==== Reading passage ====

# Abstractive Summarization using PEGASUS on XSum

This notebook demonstrates abstractive summarization using the **PEGASUS** model fine-tuned on the **XSum** dataset. XSum contains highly abstractive and diverse summaries for BBC news articles, making it ideal for evaluating concise summarization models.


In [1]:
import warnings
warnings.filterwarnings('ignore')

In [None]:
!pip install transformers datasets torch accelerate rouge_score  --quiet

In [6]:
from transformers import PegasusTokenizer, PegasusForConditionalGeneration
from datasets import load_dataset
import torch

2025-06-07 06:21:21.636758: E external/local_xla/xla/stream_executor/cuda/cuda_fft.cc:477] Unable to register cuFFT factory: Attempting to register factory for plugin cuFFT when one has already been registered
E0000 00:00:1749277281.864765      35 cuda_dnn.cc:8310] Unable to register cuDNN factory: Attempting to register factory for plugin cuDNN when one has already been registered
E0000 00:00:1749277281.929158      35 cuda_blas.cc:1418] Unable to register cuBLAS factory: Attempting to register factory for plugin cuBLAS when one has already been registered


### 🔹 Step 1: Load Pretrained PEGASUS Model and Tokenizer

We use the `google/pegasus-xsum` variant trained specifically on the XSum dataset.


In [None]:
model_name = "google/pegasus-xsum"
tokenizer = PegasusTokenizer.from_pretrained(model_name)
model = PegasusForConditionalGeneration.from_pretrained(model_name)

### 🔹 Step 2: Load XSum Dataset

We use the Hugging Face `datasets` library to load the XSum dataset and sample a test document.


In [None]:
dataset = load_dataset("xsum")

==== Data extract ====

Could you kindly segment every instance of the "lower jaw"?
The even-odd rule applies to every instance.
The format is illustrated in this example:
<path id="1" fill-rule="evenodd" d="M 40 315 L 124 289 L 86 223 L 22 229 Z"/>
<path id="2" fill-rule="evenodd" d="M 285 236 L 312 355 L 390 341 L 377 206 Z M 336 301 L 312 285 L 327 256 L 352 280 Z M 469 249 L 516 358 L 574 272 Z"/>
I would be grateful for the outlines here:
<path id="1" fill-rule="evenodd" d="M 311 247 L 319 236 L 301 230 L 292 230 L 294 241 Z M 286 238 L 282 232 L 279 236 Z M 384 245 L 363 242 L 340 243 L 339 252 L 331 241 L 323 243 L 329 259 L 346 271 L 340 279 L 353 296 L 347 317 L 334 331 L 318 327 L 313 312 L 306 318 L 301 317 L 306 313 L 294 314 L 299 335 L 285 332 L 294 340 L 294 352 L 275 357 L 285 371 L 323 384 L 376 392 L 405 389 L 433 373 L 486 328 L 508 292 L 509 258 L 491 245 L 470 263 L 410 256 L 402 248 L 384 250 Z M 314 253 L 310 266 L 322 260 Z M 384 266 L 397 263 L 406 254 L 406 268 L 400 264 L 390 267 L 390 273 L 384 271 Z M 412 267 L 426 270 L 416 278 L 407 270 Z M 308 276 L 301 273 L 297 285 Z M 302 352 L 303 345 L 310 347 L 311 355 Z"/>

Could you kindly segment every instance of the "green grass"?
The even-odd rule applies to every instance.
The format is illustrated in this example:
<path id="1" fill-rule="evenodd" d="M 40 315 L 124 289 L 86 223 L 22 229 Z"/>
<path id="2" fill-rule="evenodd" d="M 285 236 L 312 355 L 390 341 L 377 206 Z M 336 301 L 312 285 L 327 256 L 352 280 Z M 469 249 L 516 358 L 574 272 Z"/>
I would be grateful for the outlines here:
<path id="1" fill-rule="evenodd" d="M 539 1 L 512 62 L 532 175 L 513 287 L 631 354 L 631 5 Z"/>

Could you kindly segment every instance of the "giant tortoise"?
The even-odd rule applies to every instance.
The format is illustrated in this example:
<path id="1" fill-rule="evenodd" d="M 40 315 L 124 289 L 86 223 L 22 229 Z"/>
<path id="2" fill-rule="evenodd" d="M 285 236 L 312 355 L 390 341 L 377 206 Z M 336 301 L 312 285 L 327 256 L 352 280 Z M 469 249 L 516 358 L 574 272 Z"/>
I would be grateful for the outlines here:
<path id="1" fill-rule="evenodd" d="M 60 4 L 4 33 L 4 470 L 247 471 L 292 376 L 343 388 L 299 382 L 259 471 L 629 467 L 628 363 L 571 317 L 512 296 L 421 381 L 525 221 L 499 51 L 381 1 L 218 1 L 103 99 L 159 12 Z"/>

====

* [Instructions to follow]:
Answer these from the PEGASUS summarization notebook:
(a) What kind of documents do the XSum summaries cover?
(b) Which model variant is loaded in Step 1?
(c) Which library loads the XSum dataset in Step 2?

* [Task answer]:
(a) BBC news articles
(b) `google/pegasus-xsum`
(c) The Hugging Face `datasets` library